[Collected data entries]
────────────────

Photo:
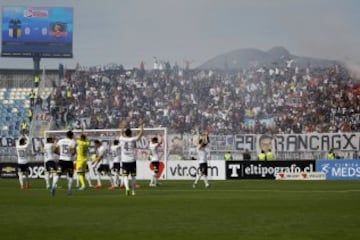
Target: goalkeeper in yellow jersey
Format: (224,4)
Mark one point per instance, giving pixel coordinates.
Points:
(82,158)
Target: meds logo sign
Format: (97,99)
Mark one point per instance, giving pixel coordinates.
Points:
(345,169)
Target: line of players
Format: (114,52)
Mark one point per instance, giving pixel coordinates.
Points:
(122,152)
(67,148)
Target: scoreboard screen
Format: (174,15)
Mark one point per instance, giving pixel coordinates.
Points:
(42,31)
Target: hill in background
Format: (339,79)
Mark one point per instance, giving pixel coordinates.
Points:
(251,57)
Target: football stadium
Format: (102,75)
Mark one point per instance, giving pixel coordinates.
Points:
(248,144)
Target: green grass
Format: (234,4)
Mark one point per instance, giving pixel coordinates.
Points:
(229,210)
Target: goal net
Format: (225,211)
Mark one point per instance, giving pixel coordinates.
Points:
(107,137)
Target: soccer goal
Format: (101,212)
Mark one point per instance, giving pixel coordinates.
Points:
(107,137)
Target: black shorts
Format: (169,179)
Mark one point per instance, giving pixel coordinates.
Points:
(203,169)
(129,168)
(104,168)
(23,168)
(50,166)
(116,167)
(66,167)
(156,166)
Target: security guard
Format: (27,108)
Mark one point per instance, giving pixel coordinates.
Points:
(228,156)
(24,127)
(269,155)
(262,156)
(36,81)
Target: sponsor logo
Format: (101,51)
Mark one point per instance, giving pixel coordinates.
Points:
(259,170)
(190,171)
(35,13)
(161,168)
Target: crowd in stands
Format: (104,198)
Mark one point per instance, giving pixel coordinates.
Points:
(275,99)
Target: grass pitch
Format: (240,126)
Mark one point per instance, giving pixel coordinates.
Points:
(286,210)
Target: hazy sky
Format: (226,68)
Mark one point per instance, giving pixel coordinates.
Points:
(129,31)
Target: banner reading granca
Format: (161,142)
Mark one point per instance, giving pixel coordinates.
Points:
(344,169)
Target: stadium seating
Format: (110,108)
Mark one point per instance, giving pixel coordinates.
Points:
(14,103)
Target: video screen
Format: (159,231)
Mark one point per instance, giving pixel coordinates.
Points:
(43,31)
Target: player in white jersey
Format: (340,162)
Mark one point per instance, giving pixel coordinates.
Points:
(49,160)
(202,158)
(154,158)
(115,150)
(66,149)
(101,164)
(23,162)
(128,145)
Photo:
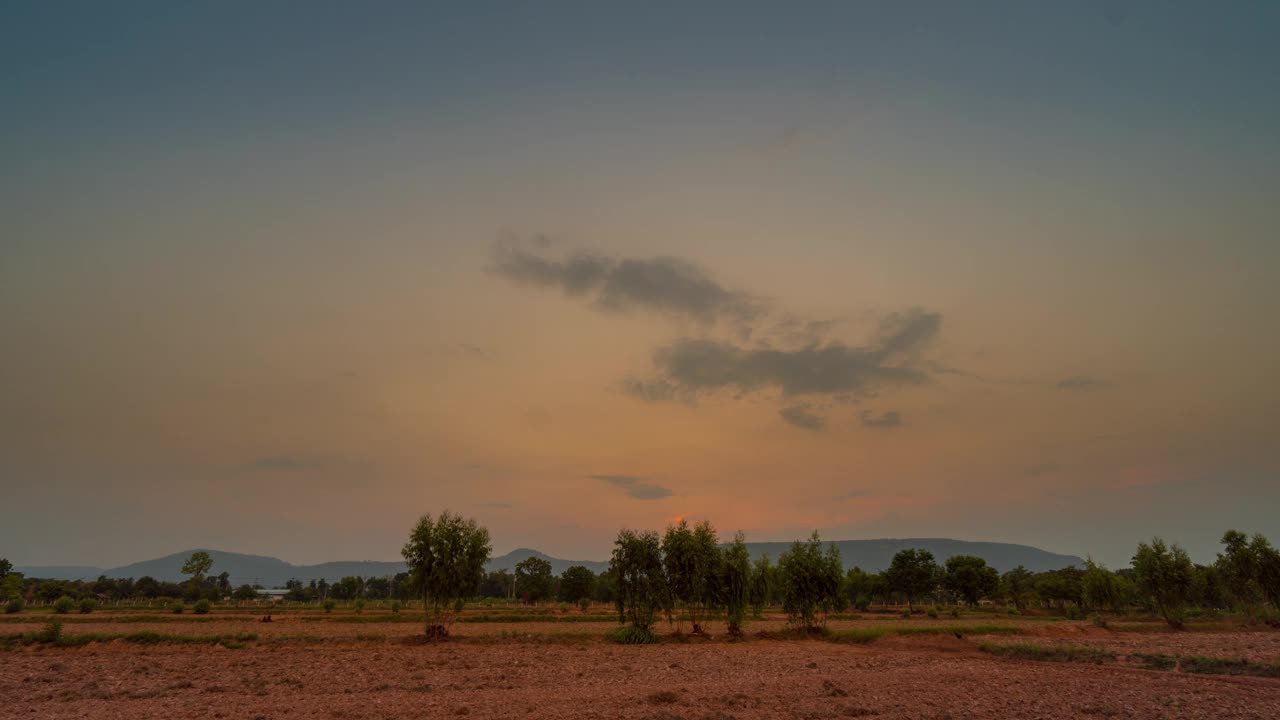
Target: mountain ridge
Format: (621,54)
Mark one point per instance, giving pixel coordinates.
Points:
(871,555)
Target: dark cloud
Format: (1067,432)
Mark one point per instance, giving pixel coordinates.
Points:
(833,368)
(663,285)
(635,487)
(1080,382)
(801,417)
(890,419)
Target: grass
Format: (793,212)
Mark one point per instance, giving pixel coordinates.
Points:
(864,636)
(51,634)
(1048,654)
(1228,666)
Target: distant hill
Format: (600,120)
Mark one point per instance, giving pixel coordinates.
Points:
(872,555)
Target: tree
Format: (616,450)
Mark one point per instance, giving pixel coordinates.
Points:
(735,583)
(764,584)
(690,557)
(913,573)
(446,557)
(534,579)
(1165,575)
(1101,588)
(1018,586)
(639,578)
(1239,569)
(197,566)
(810,582)
(245,592)
(970,578)
(576,583)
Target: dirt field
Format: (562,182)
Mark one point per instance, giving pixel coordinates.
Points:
(337,668)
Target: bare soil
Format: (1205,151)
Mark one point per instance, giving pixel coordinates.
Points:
(352,670)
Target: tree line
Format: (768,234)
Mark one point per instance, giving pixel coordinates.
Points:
(686,574)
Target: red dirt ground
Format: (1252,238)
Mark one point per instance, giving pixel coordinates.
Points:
(479,675)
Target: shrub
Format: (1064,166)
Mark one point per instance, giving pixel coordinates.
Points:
(631,634)
(812,580)
(1165,575)
(50,633)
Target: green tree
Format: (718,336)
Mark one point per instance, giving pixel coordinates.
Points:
(913,573)
(735,583)
(197,566)
(1104,589)
(1165,575)
(576,583)
(446,557)
(534,579)
(764,584)
(810,582)
(1239,570)
(970,579)
(639,578)
(690,559)
(245,592)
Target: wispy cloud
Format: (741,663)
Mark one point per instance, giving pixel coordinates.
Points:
(635,487)
(801,417)
(888,419)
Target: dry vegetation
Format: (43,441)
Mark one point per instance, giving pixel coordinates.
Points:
(561,664)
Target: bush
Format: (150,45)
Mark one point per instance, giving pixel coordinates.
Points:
(51,633)
(631,634)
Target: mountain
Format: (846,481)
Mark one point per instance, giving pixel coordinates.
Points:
(872,555)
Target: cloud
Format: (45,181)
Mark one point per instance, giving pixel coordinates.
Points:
(657,390)
(800,417)
(888,419)
(635,487)
(282,464)
(827,369)
(663,285)
(1080,382)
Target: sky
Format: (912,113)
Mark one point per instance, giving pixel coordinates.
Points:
(279,278)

────────────────

**What the task asks:**
Starting with the first line of the data, transcribe every line exactly through the one containing "Format: (104,198)". No pictures go in.

**Reply to the exercise:**
Photo:
Target: goalkeeper in yellow jersey
Format: (224,4)
Mark one point per instance, giving pixel coordinates.
Points:
(82,158)
Target: meds logo sign
Format: (97,99)
Mark one point per instance, giving pixel coordinates.
Points:
(345,169)
Target: line of players
Format: (114,52)
Mark one point per instance, giving pixel coordinates.
Points:
(122,152)
(67,148)
Target: scoreboard screen
Format: (174,15)
Mark one point per instance, giving pixel coordinates.
Points:
(42,31)
Target: hill in background
Format: (339,79)
Mark one point per instance, giving pixel coordinates.
Points:
(251,57)
Target: football stadium
Format: (102,75)
Mark one point per instance, giving pixel coordinates.
Points:
(248,144)
Target: green grass
Format: (234,4)
Mark one point per instance, giving pixel coordinates.
Points:
(229,210)
Target: goal net
Format: (225,211)
Mark one point per instance, giving pixel coordinates.
Points:
(107,137)
Target: soccer goal
Format: (101,212)
Mark one point per instance, giving pixel coordinates.
Points:
(107,137)
Target: black shorts
Format: (169,179)
Mark one point per instance, giving pixel coordinates.
Points:
(203,169)
(129,168)
(104,168)
(23,168)
(50,166)
(116,167)
(66,167)
(156,166)
Target: security guard
Format: (27,108)
Mark one point per instance, giving pixel coordinates.
Points:
(228,156)
(24,127)
(269,155)
(262,156)
(36,81)
Target: sponsor logo
Format: (101,51)
Mark one point per instance, giving pixel coordinates.
Points:
(259,170)
(190,171)
(35,13)
(161,168)
Target: crowd in stands
Format: (104,198)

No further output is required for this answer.